Todo sería más lindo si fuese posible fijar una fecha como el día de la química y celebrarlo con actos escolares. Pero los historiadores consideran que en el siglo XVII es casi imposible trazar una línea divisoria entre la alquimia y la química, que fueron distanciándose gradualmente. Boyle era tan alquimista como su amigo Newton, y en aquel texto no se manifestaba escéptico respecto de las pretensiones de la alquimia (creía que era posible producir oro) sino del método de ensayo y error de los “espagíricos” o practicantes.
Tan complejo y contradictorio como todos los que vivieron esos tiempos de cambio, Boyle tenía una perspectiva que nos cuesta bastante entender. Estaba convencido de que el método experimental era saludable para la religión y que el racionalismo terminaría por fortalecer la fe. Entre sus escritos, por cada tres trabajos científicos hay un ensayo teológico. En el caso de Newton, la proporción se invierte, y la física es sólo un tercio del total de una obra en la cual predominan la alquimia y la numerología. Hasta se podría decir que, para molestar a los simplistas, el autor de los Principia escribió más letras que números.

[Ítems extraídos]
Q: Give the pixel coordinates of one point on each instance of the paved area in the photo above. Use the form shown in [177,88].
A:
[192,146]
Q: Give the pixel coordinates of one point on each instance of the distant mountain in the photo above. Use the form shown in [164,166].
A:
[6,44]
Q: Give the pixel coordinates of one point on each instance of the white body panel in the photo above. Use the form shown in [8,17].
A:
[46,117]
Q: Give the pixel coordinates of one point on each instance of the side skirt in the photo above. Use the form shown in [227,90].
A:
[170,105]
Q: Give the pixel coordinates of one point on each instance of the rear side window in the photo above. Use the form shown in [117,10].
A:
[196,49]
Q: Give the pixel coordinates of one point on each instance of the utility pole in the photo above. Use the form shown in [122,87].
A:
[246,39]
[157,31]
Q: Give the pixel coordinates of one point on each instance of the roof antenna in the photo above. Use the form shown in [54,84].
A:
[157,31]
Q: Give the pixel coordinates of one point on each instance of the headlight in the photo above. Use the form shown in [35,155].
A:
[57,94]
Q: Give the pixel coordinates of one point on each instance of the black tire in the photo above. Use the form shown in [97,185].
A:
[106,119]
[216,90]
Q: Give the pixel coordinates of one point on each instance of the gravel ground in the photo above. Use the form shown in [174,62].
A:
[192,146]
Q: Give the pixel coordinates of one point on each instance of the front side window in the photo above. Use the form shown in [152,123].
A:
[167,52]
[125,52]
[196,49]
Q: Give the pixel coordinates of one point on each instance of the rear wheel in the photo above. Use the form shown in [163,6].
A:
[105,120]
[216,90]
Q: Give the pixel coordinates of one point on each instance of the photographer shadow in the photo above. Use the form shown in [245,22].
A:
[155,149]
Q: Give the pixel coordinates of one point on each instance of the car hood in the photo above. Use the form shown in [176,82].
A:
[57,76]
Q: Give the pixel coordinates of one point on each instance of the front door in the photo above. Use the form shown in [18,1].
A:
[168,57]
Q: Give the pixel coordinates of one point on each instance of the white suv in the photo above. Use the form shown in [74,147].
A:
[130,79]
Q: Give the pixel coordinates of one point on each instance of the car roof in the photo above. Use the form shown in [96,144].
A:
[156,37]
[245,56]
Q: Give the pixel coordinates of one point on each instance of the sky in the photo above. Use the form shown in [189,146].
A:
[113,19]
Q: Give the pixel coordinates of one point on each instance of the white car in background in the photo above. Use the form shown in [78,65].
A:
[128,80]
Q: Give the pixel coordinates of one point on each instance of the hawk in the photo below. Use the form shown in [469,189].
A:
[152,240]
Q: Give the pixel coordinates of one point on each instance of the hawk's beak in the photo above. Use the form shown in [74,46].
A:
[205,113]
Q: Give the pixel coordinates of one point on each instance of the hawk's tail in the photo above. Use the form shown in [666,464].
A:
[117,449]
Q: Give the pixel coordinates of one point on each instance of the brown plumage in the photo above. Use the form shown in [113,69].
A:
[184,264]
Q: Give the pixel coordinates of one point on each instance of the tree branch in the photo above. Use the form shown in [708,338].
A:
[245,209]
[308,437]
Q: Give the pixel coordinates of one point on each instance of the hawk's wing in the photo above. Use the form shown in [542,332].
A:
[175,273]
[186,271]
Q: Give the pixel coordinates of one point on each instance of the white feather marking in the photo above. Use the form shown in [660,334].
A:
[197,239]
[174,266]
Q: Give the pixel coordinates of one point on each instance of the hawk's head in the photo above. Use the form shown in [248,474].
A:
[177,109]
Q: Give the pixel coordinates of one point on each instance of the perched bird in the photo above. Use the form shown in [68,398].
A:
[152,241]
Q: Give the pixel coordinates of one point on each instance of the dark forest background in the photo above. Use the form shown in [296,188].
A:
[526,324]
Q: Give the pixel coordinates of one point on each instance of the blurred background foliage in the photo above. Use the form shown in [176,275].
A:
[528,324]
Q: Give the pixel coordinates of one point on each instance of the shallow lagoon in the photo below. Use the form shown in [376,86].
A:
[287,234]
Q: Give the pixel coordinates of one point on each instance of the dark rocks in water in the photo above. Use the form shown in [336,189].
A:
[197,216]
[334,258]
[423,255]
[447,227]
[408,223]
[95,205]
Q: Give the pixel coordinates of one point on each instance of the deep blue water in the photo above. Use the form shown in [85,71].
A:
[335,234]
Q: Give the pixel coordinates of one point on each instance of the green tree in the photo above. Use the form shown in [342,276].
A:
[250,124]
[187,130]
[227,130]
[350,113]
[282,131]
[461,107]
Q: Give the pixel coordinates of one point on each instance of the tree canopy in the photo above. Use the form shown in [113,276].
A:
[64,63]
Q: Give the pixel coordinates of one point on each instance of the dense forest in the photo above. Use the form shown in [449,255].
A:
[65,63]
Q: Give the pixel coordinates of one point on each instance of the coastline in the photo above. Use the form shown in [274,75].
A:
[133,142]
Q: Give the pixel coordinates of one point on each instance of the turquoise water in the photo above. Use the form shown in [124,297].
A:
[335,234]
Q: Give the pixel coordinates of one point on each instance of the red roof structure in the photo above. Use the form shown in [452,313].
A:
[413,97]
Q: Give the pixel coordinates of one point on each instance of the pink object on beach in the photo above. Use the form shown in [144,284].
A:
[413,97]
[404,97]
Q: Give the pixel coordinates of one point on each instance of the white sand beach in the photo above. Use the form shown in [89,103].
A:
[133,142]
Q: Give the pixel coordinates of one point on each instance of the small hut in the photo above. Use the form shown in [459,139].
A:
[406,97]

[Ejercicio]
Redacte la continuación del texto sobre Boyle, Newton y el paso de la alquimia a la química, a partir de su última oración. Los ítems no intervienen en absoluto en lo que aquí se solicita.

[Resultado del ejercicio]
El mismo Boyle, que promovió el “colegio invisible”, dirigía una corporación que fundó misiones en América y financió la traducción de devocionarios a idiomas como el turco y el malayo. Legó parte de su fortuna para crear un fondo destinado a unas conferencias cuyo objetivo sería combatir a los infieles, “ateos, teístas, paganos, judíos y musulmanes”, sin omitir a los católicos, que aborrecía en especial. El tradicionalismo británico hizo que las Boyle Lectures se reanudaran en el siglo que vivimos, por cierto con una propuesta más tolerante y un nivel intelectual que despierta envidia en quienes nos hemos ido resignando al estilo barrabrava.
Con esas premisas, Boyle escribió sobre temas que ningún científico de hoy tocaría: los milagros y la resurrección. Hasta entonces, un milagro era cualquier hecho portentoso (y lo sigue siendo en los noticieros de TV), pero con la revolución científica se lo comenzó a plantear como “suspensión de las leyes naturales”. Boyle distinguía entre milagros y “cosas contrarias a las leyes naturales”. El hecho de que Dios mantuviera en existencia al mundo, por ejemplo, no era un milagro, ni era contrario a las leyes. En cambio, ciertos milagros bíblicos, como el cruce del mar Rojo, se podían explicar perfectamente por causas naturales.
Pero, cuando se metió con la resurrección, Boyle dejó bastante que desear, porque pretendía haber hecho resucitar algunas plantas de sus cenizas. Sin negarle la buena fe, cualquiera diría que se le habían colado algunos esporos o semillas, pero tampoco era el único que en su tiempo sostenía cosas similares.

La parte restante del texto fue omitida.